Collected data
- - -
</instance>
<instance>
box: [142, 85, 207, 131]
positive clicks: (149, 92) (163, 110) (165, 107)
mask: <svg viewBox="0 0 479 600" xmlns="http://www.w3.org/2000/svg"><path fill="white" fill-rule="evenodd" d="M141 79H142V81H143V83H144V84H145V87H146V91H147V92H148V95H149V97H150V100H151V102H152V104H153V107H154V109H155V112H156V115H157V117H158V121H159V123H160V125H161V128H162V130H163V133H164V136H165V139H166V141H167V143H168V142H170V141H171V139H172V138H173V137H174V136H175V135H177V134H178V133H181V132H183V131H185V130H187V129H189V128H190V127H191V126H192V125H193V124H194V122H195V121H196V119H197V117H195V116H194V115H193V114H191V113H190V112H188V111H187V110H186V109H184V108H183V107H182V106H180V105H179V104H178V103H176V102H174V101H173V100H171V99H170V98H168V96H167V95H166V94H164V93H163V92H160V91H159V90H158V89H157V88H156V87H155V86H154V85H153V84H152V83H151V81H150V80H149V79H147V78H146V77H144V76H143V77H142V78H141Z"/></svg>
- - -
▶ **Problem details**
Can you retype all of the records above character for character, changing nothing?

▶ **Response to the task**
</instance>
<instance>
box: [142, 85, 207, 131]
positive clicks: (149, 92) (163, 110) (165, 107)
mask: <svg viewBox="0 0 479 600" xmlns="http://www.w3.org/2000/svg"><path fill="white" fill-rule="evenodd" d="M141 79H142V81H143V83H144V84H145V87H146V91H147V92H148V95H149V97H150V100H151V102H152V104H153V107H154V109H155V112H156V115H157V117H158V121H159V123H160V125H161V128H162V130H163V133H164V136H165V139H166V141H167V143H168V142H170V141H171V139H172V138H173V137H174V136H175V135H177V134H178V133H181V132H183V131H185V130H187V129H189V128H190V127H191V126H192V125H193V124H194V122H195V121H196V119H197V117H195V116H194V115H193V114H191V113H190V112H188V111H187V110H186V109H184V108H183V107H182V106H180V105H179V104H178V103H176V102H174V101H173V100H171V99H170V98H168V96H167V95H166V94H164V93H163V92H160V91H159V90H158V89H157V88H156V87H155V86H154V85H153V84H152V83H151V81H150V80H149V79H147V78H146V77H144V76H143V77H142V78H141Z"/></svg>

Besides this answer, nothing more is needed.